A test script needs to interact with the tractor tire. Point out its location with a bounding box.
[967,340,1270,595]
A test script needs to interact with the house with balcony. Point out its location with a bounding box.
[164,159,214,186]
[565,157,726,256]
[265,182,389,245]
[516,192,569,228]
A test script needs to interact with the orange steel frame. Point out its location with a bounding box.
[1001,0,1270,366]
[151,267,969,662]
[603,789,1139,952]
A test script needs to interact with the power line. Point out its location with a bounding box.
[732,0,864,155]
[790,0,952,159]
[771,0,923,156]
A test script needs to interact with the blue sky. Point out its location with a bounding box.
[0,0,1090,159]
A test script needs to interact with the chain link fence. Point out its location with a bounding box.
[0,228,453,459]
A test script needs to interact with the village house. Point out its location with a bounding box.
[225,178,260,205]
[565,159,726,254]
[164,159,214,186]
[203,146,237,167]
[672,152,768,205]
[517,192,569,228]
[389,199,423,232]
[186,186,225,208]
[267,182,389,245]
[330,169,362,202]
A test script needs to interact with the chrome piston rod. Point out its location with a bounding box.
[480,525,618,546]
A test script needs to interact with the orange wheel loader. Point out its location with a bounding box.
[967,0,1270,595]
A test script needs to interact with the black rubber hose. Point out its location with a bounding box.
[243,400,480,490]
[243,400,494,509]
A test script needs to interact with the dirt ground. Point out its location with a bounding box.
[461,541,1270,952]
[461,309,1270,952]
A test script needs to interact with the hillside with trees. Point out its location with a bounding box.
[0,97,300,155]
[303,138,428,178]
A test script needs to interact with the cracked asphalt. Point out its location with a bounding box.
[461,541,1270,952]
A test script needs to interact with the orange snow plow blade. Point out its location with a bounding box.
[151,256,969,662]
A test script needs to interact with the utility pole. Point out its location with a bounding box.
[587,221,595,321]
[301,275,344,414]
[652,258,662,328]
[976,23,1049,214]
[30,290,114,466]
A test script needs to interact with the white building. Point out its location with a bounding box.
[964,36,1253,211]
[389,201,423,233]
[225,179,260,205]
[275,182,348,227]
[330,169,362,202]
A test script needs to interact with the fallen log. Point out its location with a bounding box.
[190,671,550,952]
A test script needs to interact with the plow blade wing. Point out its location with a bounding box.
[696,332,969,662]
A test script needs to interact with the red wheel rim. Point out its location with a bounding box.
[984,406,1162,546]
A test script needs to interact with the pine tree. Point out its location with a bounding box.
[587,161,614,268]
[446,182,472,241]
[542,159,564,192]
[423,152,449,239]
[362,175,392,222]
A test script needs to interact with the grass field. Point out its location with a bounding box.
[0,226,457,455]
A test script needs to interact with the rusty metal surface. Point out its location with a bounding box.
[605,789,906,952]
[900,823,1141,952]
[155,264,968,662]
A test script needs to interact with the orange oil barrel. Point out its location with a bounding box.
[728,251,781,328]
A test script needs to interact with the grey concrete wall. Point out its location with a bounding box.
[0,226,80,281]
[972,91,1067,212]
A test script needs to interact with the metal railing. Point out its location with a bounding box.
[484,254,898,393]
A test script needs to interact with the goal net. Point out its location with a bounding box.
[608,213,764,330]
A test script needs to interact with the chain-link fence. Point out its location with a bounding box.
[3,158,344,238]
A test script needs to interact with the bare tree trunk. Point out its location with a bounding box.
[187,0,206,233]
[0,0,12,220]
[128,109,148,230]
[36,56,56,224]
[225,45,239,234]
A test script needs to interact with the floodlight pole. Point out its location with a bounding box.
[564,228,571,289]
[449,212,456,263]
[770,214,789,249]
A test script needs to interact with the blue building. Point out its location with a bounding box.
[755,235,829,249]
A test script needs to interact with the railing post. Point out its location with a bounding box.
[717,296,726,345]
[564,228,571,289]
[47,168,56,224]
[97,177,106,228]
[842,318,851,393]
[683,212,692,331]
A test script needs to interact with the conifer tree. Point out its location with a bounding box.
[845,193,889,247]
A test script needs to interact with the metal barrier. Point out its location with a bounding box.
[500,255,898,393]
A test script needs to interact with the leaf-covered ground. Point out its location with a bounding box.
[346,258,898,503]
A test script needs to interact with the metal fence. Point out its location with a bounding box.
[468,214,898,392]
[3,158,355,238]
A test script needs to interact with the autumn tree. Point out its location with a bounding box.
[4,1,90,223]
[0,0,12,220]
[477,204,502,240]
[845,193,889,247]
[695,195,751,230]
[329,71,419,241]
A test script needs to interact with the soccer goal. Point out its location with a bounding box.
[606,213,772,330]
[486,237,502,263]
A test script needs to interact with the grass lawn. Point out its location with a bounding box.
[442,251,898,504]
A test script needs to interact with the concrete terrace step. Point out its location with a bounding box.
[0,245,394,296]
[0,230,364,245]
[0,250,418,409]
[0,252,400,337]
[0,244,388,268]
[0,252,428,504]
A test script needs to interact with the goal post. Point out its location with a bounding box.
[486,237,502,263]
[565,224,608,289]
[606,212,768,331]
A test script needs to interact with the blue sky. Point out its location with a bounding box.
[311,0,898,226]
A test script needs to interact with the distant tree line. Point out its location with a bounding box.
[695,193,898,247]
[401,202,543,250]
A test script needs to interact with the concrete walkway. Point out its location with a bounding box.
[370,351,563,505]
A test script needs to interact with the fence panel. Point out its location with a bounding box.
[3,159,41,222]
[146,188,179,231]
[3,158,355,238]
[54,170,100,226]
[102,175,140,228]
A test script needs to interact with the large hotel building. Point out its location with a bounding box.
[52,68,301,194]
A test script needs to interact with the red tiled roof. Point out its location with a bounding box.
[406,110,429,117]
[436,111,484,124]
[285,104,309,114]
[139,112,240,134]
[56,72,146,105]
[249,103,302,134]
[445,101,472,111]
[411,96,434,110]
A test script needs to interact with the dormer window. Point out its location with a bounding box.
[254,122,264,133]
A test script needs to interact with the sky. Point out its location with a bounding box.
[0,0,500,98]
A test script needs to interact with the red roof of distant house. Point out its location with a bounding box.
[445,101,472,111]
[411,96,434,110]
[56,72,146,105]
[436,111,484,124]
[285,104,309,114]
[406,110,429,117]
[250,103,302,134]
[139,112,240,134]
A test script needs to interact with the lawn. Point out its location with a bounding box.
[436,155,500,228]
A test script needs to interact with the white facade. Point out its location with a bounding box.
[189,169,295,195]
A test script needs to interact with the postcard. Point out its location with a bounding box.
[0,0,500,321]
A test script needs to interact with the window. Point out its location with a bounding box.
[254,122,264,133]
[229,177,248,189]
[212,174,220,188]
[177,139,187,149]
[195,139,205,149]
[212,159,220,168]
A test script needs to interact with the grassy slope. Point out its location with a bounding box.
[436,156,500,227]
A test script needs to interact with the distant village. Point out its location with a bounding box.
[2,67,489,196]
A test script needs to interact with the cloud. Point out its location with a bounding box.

● ● ●

• **Aim of the task**: Please update the records above by replacing "bounding box" with "rectangle" wherever it appears, leaving everything else unchanged.

• **Written solution**:
A test script needs to interact with the tractor tire. Point out its location with a rectangle.
[967,340,1270,595]
A test script needs to interact with the house with balcony. Point out its location with a rectangle.
[164,159,214,186]
[565,157,726,256]
[265,182,389,245]
[516,192,569,228]
A test script needs to interact with the orange steel frame. Point out its location with a rectangle.
[1001,0,1270,366]
[151,267,969,662]
[603,789,1139,952]
A test script needs to interact with the power line. Point out its location with a rectangle.
[732,0,864,155]
[790,0,952,159]
[771,0,923,156]
A test script needs to interact with the blue sky. Point out its location with a rectangle.
[0,0,1090,159]
A test script needs to interact with the chain link fence. Point out its location with a rectangle.
[0,228,453,459]
A test script needs to interact with the village house. Point out its location with a rectangle.
[225,178,260,205]
[565,159,726,254]
[164,159,214,186]
[203,146,237,167]
[672,152,768,205]
[517,192,569,228]
[389,199,423,232]
[186,186,225,208]
[267,182,389,245]
[330,169,362,202]
A test script needs to interact with the chrome piston rod. Point out its location with a rectangle.
[480,525,618,546]
A test script needs to interact with the orange wheel loader. Point out its location with a rectangle.
[967,0,1270,595]
A test script needs to interact with the black rubber hose. Point out its location with a rectangle.
[243,400,480,490]
[243,400,494,509]
A test script needs to interact with the dirt ground. Point out its location with a rectangle.
[461,541,1270,952]
[461,309,1270,952]
A test script needs to interact with the hillside with trees. Point out its location with a rectangle.
[0,97,300,155]
[303,138,428,178]
A test script needs to interact with the cracked asphalt. Point out its location with a rectangle.
[461,541,1270,952]
A test script needs to interact with the orange snow plow blade. Point out its location with a rectangle.
[151,256,969,662]
A test script needs to interact with the utility pole. Point out its location with a rectangle.
[587,221,595,321]
[301,275,344,414]
[652,258,662,328]
[976,23,1049,214]
[30,290,114,466]
A test script needs to interact with the white building. Point out its location with a rectangle.
[964,36,1253,211]
[389,201,423,233]
[225,179,260,205]
[275,182,348,227]
[330,169,362,202]
A test script needs to interact with the fallen log. Point out its location with a rectangle.
[190,671,550,952]
A test script needs to interact with the plow blade wing. Point out its location with a rectangle.
[696,332,969,662]
A test script needs to interact with the red wheel rim. Point out its location with a rectangle.
[984,406,1162,546]
A test script needs to interact with the pine tree. Point out its location with a rectangle.
[587,161,614,268]
[446,182,472,241]
[542,159,564,192]
[423,152,449,239]
[362,175,392,222]
A test script needs to interact with the grass field. Point out its location with a rectangle.
[0,226,457,455]
A test script needs to interact with the rusty metal surface. Point out its location with a rectangle.
[605,789,906,952]
[900,823,1141,952]
[155,264,968,662]
A test script needs to interact with the orange oil barrel. Point out its location with a rectangle.
[728,251,781,328]
A test script needs to interact with the grey concrete wall. Point out its location with a rectangle.
[0,226,80,281]
[972,91,1067,212]
A test script needs to interact with the metal railing. Point out its location with a rectangle.
[484,254,898,393]
A test script needs to interact with the goal net. Point out its location with a rectangle.
[608,213,764,330]
A test script needs to interact with the chain-link fence. Point out its location with a rectangle.
[3,158,344,238]
A test script needs to interact with the bare tree trunk. Point out its location with a rectangle.
[187,0,206,233]
[0,0,12,220]
[128,109,148,230]
[36,56,56,224]
[225,45,239,234]
A test script needs to interact with the floodlight pole. Point out its location with a rectangle.
[564,228,571,289]
[449,212,456,263]
[770,214,789,249]
A test script needs to interact with the blue building. Point out its location with a rectangle.
[755,235,829,249]
A test script needs to interact with the railing post. Point out its location with a rectangle.
[717,296,726,345]
[564,228,571,289]
[47,168,56,224]
[97,177,106,228]
[842,318,851,393]
[683,212,692,331]
A test script needs to interact with the conifer tree. Point out its location with a rectangle.
[845,193,889,247]
A test script needs to interact with the metal barrier. Point out its location with a rectangle.
[500,255,898,393]
A test script needs to interact with the leaf-covered ground. Point out its location with a rectangle.
[346,258,898,503]
A test script needs to interact with the metal fence. Point out its location with a rectangle.
[468,214,898,392]
[3,158,355,238]
A test script needs to interact with the autumn tree. Point out its location with a rectangle.
[4,1,90,223]
[0,0,12,220]
[477,204,502,240]
[845,193,889,247]
[695,195,751,230]
[329,71,419,241]
A test script needs to interact with the soccer goal. Point out its location with a rectangle.
[606,213,772,330]
[486,237,502,263]
A test script needs to interact with the grass lawn. Point out its location with a rectangle.
[442,251,898,504]
A test script needs to interact with the concrete terrace step. Point out its location with a rectangle.
[0,245,394,296]
[0,230,364,245]
[0,250,418,409]
[0,252,400,337]
[0,244,388,268]
[0,252,428,504]
A test script needs to interact with the goal post. Point out its location with a rectangle.
[486,237,502,263]
[565,224,608,289]
[606,212,768,331]
A test script needs to interact with the blue sky. Point out its location with a rectangle.
[311,0,898,226]
A test script needs to interact with the distant tree line. Point out its location with a rectangle.
[695,193,898,247]
[401,202,543,250]
A test script needs to interact with the concrete walkway. Point out its location with a rectangle.
[370,351,563,505]
A test script needs to interact with the fence panel. Point out its location with a rectangle.
[3,159,41,222]
[146,188,179,231]
[3,158,355,238]
[54,170,100,226]
[102,175,140,228]
A test script needs to interact with the large hotel building. Point out its location with a rectangle.
[52,68,301,194]
A test script needs to interact with the red tiled roof. Point out its location with a rectangle.
[406,110,429,117]
[436,111,484,124]
[285,104,309,114]
[139,112,240,134]
[56,72,146,105]
[249,103,302,134]
[445,101,472,111]
[411,96,434,110]
A test script needs to interact with the dormer window. Point out its location with a rectangle.
[254,122,264,133]
A test script needs to interact with the sky. Point out its location with a rectangle.
[0,0,500,98]
A test script needs to interact with the red roof of distant house. Point out its location with a rectangle.
[445,101,472,111]
[411,96,434,110]
[56,72,146,105]
[436,111,484,124]
[285,104,309,114]
[406,110,429,117]
[250,103,302,134]
[139,112,240,134]
A test script needs to interact with the lawn. Point out its location with a rectangle.
[436,155,500,228]
A test script needs to interact with the white facade. Point out its location with a rectangle.
[189,169,295,195]
A test script needs to interact with the postcard. Point out its location with a rectangle.
[0,0,500,321]
A test script needs to interact with the window. Point out its location with a rectangle.
[254,122,264,133]
[229,177,248,189]
[212,174,220,188]
[177,139,187,149]
[195,139,205,149]
[212,159,220,168]
A test script needs to interact with the grassy slope. Point out its location with a rectangle.
[436,156,500,227]
A test script needs to interact with the distant village. Point out its location with a rectangle.
[2,67,489,196]
A test script needs to interact with the cloud. Point out its location with a rectangle.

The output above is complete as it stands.